**PROVIDED RECORDS**
■ ■ ■ ■ ■

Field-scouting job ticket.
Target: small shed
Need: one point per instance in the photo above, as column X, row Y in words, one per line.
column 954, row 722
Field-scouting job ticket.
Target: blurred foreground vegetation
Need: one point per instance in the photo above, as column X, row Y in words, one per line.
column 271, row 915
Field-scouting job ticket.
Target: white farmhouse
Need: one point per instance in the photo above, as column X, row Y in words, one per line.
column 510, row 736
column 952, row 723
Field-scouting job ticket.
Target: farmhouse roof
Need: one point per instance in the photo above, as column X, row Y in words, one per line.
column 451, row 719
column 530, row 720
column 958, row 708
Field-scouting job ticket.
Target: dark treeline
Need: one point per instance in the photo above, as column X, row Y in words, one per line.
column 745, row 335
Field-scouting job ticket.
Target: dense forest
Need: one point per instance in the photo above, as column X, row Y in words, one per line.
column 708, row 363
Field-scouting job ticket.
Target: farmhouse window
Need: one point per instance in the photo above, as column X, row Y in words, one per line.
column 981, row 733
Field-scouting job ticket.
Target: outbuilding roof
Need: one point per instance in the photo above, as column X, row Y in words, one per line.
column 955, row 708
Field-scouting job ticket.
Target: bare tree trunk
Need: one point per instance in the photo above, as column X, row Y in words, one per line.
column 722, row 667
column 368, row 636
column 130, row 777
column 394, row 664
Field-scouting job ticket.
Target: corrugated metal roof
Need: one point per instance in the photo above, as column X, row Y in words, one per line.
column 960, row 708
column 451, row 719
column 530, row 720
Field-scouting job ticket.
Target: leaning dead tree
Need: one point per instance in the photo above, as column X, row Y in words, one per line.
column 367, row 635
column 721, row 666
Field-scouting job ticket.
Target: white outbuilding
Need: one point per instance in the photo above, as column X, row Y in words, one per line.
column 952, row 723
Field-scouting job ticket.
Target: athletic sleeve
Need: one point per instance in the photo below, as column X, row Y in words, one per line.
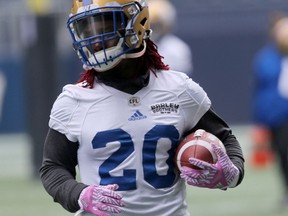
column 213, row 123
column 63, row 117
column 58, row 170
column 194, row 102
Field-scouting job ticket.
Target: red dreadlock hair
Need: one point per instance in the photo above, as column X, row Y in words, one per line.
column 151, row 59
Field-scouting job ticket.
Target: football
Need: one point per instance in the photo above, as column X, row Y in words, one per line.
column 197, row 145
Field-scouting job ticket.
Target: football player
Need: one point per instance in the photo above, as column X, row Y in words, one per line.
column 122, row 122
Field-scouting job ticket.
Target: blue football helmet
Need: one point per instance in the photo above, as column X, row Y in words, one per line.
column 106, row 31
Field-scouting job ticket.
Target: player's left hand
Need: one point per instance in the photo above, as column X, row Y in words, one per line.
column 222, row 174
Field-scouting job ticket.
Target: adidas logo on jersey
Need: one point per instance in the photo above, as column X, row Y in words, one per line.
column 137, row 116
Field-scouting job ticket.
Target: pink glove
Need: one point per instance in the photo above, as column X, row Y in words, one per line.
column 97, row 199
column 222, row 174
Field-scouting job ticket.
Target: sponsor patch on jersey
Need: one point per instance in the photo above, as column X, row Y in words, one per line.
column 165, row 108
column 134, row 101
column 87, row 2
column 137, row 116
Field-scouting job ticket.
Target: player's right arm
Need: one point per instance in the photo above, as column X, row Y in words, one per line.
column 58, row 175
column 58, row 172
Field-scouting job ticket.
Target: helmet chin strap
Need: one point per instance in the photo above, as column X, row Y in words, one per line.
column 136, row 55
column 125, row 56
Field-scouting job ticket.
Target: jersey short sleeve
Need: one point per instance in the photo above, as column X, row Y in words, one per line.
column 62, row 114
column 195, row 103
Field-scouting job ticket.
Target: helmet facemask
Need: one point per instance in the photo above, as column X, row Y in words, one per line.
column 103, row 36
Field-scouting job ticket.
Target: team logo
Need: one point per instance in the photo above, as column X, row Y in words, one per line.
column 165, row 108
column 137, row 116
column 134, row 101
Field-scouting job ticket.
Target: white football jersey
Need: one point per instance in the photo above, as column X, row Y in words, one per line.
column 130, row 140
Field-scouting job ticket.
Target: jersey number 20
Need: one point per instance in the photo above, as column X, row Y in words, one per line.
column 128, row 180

■ ■ ■ ■ ■

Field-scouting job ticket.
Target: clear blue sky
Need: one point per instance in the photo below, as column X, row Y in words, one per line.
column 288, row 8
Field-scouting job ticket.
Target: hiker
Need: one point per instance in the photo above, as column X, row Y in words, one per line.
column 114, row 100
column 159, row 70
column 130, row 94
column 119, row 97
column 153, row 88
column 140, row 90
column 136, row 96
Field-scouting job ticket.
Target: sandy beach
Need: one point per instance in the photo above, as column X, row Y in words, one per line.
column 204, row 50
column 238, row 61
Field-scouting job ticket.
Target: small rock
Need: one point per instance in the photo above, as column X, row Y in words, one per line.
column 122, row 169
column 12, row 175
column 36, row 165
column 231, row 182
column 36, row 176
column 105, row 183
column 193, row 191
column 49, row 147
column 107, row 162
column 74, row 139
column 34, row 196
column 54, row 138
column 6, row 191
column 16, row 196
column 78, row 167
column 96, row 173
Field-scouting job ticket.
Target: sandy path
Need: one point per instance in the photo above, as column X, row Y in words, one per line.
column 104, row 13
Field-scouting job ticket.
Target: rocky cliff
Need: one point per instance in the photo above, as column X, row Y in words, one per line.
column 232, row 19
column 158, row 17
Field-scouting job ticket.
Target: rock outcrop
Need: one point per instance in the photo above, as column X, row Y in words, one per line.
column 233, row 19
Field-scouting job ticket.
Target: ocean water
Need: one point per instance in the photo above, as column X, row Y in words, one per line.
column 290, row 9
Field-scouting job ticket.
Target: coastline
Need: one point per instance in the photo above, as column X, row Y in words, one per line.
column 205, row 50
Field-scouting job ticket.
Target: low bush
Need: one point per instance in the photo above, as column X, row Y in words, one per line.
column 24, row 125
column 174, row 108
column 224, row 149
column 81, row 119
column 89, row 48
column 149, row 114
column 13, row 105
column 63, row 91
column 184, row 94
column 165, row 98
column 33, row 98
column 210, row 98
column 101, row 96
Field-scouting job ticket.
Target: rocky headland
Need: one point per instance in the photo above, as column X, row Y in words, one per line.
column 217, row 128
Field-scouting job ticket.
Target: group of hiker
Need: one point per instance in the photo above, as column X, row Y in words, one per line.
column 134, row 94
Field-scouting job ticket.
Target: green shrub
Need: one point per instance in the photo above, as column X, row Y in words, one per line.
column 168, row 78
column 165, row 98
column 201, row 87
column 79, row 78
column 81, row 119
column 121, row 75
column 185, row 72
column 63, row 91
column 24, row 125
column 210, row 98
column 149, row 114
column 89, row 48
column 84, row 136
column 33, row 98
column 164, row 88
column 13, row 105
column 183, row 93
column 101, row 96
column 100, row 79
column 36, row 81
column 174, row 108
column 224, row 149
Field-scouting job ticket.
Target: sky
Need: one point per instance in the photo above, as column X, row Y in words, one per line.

■ ■ ■ ■ ■

**AIM OF THE TASK**
Find each line of the data above that holds the word "logo", then copy it.

**EXPECTED ANSWER**
Target: adidas logo on jersey
Target: team logo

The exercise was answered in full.